**GEGEBENE AUFGABE:**
Gib alles von der Zeile mit „Locate forehead in“ bis hinunter zur Zeile mit „[1284, 0, 1345, 882]“ aus den folgenden Daten als Markdown-Tabelle mit den Spalten „Nr.“ und „Zeile“ wieder. Beide Grenzzeilen gehören dazu, Leerzeilen entfallen.

Auszüge aus Daten zu Begrenzungsrahmen:

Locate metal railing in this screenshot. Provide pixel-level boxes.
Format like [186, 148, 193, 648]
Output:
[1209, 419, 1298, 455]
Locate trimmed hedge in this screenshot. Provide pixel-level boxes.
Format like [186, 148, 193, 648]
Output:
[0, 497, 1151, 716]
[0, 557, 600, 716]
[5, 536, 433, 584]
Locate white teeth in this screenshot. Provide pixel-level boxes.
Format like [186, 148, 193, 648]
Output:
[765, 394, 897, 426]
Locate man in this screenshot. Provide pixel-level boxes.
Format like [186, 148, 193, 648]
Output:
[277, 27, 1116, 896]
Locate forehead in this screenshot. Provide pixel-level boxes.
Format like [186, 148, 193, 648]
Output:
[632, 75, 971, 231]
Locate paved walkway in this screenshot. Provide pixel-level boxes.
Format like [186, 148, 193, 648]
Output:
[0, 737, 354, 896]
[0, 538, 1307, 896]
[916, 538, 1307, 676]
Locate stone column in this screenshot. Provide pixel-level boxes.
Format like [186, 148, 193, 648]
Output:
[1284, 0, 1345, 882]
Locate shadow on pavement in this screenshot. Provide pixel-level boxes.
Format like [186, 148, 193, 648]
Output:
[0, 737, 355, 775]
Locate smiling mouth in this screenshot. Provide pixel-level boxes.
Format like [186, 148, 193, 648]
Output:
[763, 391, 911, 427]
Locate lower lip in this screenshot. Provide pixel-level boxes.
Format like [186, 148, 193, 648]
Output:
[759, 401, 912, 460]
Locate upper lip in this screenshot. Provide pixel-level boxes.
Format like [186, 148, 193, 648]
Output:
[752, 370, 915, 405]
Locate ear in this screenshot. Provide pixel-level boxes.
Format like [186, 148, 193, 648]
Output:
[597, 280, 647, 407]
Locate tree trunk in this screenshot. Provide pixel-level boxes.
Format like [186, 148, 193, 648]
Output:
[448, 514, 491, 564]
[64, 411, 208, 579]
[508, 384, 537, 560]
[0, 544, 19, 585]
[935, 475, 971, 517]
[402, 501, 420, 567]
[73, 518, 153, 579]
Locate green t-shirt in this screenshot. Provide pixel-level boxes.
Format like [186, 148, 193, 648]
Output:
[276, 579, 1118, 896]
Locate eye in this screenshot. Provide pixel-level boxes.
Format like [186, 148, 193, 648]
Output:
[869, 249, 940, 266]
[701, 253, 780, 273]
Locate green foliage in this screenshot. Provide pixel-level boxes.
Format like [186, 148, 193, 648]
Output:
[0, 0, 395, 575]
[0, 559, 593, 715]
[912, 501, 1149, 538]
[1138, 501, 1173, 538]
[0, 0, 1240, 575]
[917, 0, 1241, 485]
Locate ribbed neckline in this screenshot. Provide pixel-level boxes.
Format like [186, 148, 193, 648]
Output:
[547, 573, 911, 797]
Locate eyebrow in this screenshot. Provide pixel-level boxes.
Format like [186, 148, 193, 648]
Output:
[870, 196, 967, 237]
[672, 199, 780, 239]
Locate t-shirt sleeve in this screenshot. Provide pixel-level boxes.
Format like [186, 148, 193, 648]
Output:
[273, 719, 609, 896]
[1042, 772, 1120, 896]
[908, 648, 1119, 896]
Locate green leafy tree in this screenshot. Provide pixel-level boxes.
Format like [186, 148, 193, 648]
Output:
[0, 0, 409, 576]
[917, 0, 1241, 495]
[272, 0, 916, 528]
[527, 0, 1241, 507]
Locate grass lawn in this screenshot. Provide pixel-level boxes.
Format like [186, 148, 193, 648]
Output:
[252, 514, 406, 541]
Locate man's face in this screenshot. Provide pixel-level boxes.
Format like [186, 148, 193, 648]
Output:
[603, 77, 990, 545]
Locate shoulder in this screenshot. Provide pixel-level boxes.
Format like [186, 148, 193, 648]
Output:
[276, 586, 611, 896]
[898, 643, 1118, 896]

**LÖSUNG DER AUFGABE:**
| Nr. | Zeile |
|---|---|
| 1 | Locate forehead in this screenshot. Provide pixel-level boxes. |
| 2 | Format like [186, 148, 193, 648] |
| 3 | Output: |
| 4 | [632, 75, 971, 231] |
| 5 | Locate paved walkway in this screenshot. Provide pixel-level boxes. |
| 6 | Format like [186, 148, 193, 648] |
| 7 | Output: |
| 8 | [0, 737, 354, 896] |
| 9 | [0, 538, 1307, 896] |
| 10 | [916, 538, 1307, 676] |
| 11 | Locate stone column in this screenshot. Provide pixel-level boxes. |
| 12 | Format like [186, 148, 193, 648] |
| 13 | Output: |
| 14 | [1284, 0, 1345, 882] |